--- Sayfa alıntısı ---

===============

KÜBA’YI NEDEN SEVDiM?

Kristof Kolomb’un günlüğünden dökülen satırlarla “İnsan gözünün görebileceği en güzel yer.” Gerçekten Küba bu kadar yokluk ve zorlukların içinde, müziğiyle, dansıyla, mutluluğu size de aşılayan bir masal ülkesi

Dünyada hâlâ komünizmle yönetilen ama bu sistemle tam tezat teşkil eden sıcakkanlı insanların, içki, müzik ve dansın hayatlarının önemli bir parçası olduğu bir ülke, Küba. Rumba, mambo, ça ça ve salsa’nın doğduğu ama tüm bunların ötesinde şahit olduğu devrimler ve halen yaşamakta olduğu ambargoların getirdiği zorluklarla yoğrulmuş, belki de halkı mutluluğu müzik ve dansta bulmuş.

===============

--- Veri kümesi ---
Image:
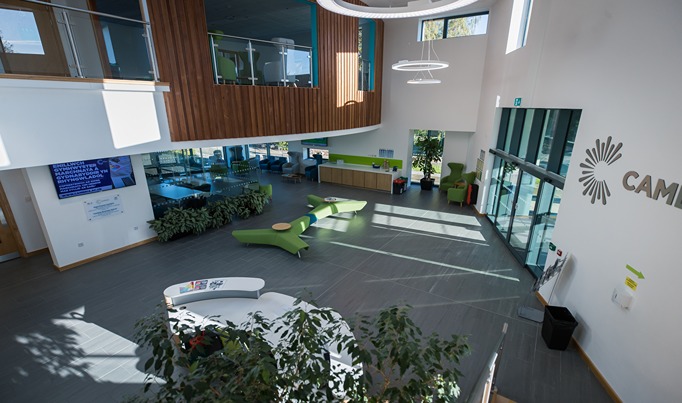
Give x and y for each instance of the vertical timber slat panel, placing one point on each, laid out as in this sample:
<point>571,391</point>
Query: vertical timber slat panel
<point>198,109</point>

===============

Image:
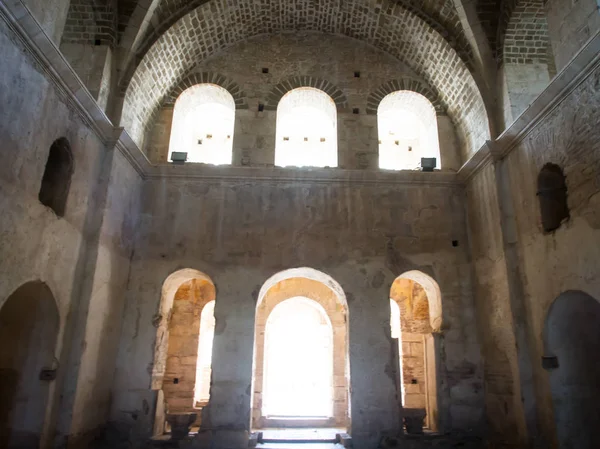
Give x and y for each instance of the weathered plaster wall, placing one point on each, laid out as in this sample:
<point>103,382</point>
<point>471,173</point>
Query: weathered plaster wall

===============

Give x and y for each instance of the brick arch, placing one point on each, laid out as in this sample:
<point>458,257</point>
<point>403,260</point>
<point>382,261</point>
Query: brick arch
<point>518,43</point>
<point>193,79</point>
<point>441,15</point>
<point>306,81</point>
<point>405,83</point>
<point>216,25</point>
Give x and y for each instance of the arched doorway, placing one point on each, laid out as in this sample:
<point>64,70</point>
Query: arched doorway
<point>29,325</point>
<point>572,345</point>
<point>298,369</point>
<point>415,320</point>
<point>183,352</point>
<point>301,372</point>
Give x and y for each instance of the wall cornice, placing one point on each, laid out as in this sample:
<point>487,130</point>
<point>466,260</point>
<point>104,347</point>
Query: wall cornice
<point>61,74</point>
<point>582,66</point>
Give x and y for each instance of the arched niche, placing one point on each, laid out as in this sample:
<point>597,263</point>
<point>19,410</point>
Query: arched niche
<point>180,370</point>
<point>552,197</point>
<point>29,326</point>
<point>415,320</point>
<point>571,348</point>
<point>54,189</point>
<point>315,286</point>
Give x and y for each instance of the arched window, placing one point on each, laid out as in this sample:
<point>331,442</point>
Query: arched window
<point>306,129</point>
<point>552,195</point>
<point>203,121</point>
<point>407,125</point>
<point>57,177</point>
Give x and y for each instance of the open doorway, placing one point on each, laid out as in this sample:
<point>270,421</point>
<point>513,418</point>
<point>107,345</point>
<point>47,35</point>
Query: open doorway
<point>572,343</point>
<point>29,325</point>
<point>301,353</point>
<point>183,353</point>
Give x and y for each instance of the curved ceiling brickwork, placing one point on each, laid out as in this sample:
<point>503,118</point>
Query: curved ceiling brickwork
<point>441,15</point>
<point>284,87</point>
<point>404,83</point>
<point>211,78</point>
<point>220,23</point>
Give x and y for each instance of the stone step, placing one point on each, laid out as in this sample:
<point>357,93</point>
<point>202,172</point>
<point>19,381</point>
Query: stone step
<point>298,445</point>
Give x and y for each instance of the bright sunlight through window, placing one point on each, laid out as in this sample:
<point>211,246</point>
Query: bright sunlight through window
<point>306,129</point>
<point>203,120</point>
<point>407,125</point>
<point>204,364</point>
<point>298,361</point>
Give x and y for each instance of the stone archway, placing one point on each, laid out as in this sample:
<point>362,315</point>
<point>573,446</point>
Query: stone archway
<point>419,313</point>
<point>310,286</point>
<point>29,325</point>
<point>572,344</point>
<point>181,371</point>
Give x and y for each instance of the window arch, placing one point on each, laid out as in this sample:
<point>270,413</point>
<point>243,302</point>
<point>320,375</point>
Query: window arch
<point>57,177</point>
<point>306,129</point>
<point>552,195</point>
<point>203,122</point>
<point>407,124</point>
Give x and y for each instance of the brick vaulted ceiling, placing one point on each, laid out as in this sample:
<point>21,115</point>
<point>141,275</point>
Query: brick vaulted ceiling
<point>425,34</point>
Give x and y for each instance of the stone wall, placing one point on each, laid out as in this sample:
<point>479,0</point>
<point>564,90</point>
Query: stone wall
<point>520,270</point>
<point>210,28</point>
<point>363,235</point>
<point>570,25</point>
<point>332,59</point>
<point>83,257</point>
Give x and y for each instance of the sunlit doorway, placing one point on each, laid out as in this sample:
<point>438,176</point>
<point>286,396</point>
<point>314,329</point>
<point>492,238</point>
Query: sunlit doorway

===============

Sayfa alıntısına göre hangi dansların doğduğu ülke Küba'dır?

--- Alıştırma sonucu ---
Rumba, mambo, ça ça ve salsa.